**TASK OBJECTIVE**
Without including the pictures, copy out every line below.

==== RECORDED DATA ====

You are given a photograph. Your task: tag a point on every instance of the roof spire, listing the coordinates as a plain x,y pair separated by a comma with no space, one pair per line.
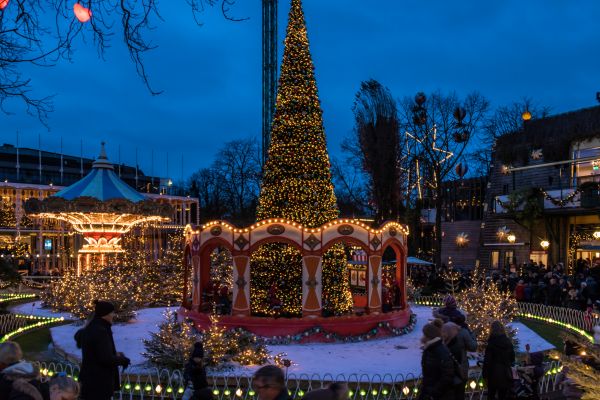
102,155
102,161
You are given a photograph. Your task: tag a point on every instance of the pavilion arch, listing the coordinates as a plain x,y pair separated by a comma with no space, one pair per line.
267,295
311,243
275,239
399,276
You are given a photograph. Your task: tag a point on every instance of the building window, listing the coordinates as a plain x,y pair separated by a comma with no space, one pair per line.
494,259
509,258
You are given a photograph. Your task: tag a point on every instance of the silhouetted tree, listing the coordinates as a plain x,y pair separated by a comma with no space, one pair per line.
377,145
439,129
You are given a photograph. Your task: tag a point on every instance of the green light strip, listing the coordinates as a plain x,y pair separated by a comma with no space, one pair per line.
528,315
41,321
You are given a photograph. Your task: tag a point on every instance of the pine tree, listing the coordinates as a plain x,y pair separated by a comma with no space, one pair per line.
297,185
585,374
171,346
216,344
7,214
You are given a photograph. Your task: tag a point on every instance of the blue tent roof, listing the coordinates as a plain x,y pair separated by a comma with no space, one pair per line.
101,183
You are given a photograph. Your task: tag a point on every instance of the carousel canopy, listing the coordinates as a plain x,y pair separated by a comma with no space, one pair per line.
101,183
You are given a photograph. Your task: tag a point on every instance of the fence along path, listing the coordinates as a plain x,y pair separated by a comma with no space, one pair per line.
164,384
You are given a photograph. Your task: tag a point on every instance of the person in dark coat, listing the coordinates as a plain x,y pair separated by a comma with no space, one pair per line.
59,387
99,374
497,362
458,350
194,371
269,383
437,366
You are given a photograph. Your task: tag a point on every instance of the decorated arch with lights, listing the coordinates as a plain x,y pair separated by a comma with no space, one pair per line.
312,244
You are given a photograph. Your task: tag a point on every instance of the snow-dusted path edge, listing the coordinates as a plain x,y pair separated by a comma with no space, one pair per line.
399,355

====

**EXERCISE SOLUTION**
You are given a photograph. Your task: tag a point on every instance of the roof spire, listing the coordinates as a plain x,y pair separated by a comma with no space, one pair per line.
102,155
102,161
You are given a photograph. Your task: tag a point on every instance of the pavilion arch, listing the coordinates as a plain x,y pair separated by a comma with no space, one pair per line.
267,295
311,243
275,239
399,276
You are given a photograph. Your task: tag a point on every instance of the building window, listing the coordinates as a plain x,y pair separated by a comma with no space, one pair per line.
494,259
509,258
You are given a photograph. Your task: tag a point on every instance of the silhouetted tree, listing the coordinates as a plain x,y pair separated by a comma with no space, one pair per line.
377,145
439,129
You are given a photograph. Your task: tag a point on every instance of the green light strip, listing the coordinates as a plain x,y pair separated by a comma with no space, one pair per line.
528,315
41,321
You are given a photograph. Your task: tag a point on every instance of the pine tree, listing the coordinates as a plain x,y pair separated by a comma with no space, one pair per line.
297,185
585,374
171,346
216,344
7,214
You are given a photograph. Your task: tag a point on every instance of the blue tent roof, listing the coordinates as a plain x,y pair separated by a comma with no space, one pair per line.
101,183
You are given a photograph. Your task: tag a point on every instance of the carousel canopy, listing the coordinates as a plain x,y pair separated by a comma with no space, one pair per line.
101,183
You are given a photograph. Your task: tag a point on every instance of the fence along path, listing the coordinates as a plain x,y pair separated by a comma with no space, one pair per line.
164,384
You are given a photograph. Your task: tag a point on every instance of the person in dark coat, listing the coordinates as a plain x,y pair separated by a comma with no space, one pair per line.
59,387
99,374
497,362
458,350
194,371
269,383
437,366
You are given a photograph. Your task: tag a point on every instance of the decorated arch with lights, listing the coordinates as a plain x,y pair separated by a comma with no space, one pair per line.
312,244
You are given a photograph. Your task: tag a point on every instance of the snow-dusted path edge, listing the coordinates as a plain x,y pair separated by a comma with no space, one pair per line.
399,355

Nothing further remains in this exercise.